### Dataset entries:
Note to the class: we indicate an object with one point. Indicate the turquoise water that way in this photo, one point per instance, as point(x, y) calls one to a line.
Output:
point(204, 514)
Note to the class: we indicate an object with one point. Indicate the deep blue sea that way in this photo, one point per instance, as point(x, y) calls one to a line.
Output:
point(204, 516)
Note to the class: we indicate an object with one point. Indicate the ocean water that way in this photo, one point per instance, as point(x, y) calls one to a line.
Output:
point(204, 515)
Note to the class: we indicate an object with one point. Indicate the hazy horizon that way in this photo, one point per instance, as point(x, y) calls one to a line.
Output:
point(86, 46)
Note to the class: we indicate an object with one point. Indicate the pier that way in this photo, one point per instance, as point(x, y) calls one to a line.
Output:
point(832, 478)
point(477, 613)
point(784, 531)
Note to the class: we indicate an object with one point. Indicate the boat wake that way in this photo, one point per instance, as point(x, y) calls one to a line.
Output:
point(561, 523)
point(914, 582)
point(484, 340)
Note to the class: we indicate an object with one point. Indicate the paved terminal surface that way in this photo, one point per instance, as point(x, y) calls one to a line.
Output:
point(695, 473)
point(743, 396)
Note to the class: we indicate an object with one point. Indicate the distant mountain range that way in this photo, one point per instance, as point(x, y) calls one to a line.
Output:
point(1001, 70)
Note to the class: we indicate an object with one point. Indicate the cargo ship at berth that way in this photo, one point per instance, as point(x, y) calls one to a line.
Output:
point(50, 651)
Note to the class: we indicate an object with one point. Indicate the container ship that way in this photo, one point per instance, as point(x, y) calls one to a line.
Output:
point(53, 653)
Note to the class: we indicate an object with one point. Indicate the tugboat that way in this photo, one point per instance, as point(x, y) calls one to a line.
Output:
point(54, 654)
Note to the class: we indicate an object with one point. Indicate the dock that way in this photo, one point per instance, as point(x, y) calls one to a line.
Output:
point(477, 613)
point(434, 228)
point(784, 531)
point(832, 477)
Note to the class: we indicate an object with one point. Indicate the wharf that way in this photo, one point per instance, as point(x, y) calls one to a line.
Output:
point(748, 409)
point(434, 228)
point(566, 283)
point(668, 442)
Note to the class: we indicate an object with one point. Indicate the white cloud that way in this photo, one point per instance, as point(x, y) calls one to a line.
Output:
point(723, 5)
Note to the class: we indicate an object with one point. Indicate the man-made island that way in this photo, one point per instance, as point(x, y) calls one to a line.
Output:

### Exercise:
Reproduce all of the data above verbatim, keeping every line in its original order and form.

### Answer to this problem:
Note to the class: we indicate an object with one point. Indicate the turquoise water that way in this photo, one point per instance, as point(x, y) calls one to a line.
Output:
point(204, 514)
Note to the class: we indicate an object with one point. Indicate the deep blue sea that way in this photo, one point per instance, as point(x, y) calls one to a line.
Output:
point(204, 516)
Note to the class: we indicate an object with one point. Indicate the ocean water that way in this photo, one point per instance, as point(x, y) calls one to a line.
Output:
point(204, 515)
Note to the class: we indicate an object with one point. Indicate the hazy horizon that way in this photo, one point per instance, as point(x, y) calls one to a line.
Output:
point(86, 46)
Note to the class: we indicate an object with one point. Indicate the pier that way in this photo, one point per instance, as point(x, y) calls one to a line.
Output:
point(832, 478)
point(477, 613)
point(784, 531)
Note to the class: we indicate an object with one point. Indicate the boat wake that way in this photo, one point per instance, as point(x, y) calls one to a line.
Output:
point(561, 523)
point(914, 582)
point(484, 340)
Note to the class: we indicate an object with one point. Indicate the paved terminal surface that way in this photo, one point per instance, as point(x, y) calls one to a line.
Output:
point(695, 473)
point(743, 396)
Note to the class: we indicate an object with one point. Indicate the distant mountain range that way in this photo, one point per instance, as point(x, y) calls one to a line.
Output:
point(1001, 70)
Note to the class: we indicate an object with one point. Indicate the cargo ship at berth that way in this photo, one point per instance, as point(x, y) calls one to a line.
Output:
point(50, 651)
Note to the class: we indicate an object with one point. Indicate the container ship that way in this photo, one point per instance, as point(x, y) calls one to a line.
Output:
point(53, 653)
Note to the class: we indicate an object with one point. Indicate the tugboat that way in this photo, one point per instance, as point(x, y) calls one to a line.
Output:
point(54, 654)
Note to the class: we indicate an object with one point. Indicate the dock that way in this photo, one point per instance, as point(x, y) calls one to a line.
Output:
point(477, 613)
point(434, 228)
point(784, 531)
point(832, 477)
Note to the class: we indicate an object with one point. Indicate the wharf that way in this photo, one point per instance, as point(x, y) calls one to a line.
Output:
point(748, 409)
point(434, 228)
point(566, 283)
point(668, 442)
Note to the class: we indicate an object with one point. Indicate the white cloud that way in this photo, one point per instance, as point(x, y) calls one to a line.
Output:
point(723, 5)
Note to the class: we indicate an object with one point. Indicate the man-made island that way in this photo, one point per instance, as point(x, y) calls one to a line.
Output:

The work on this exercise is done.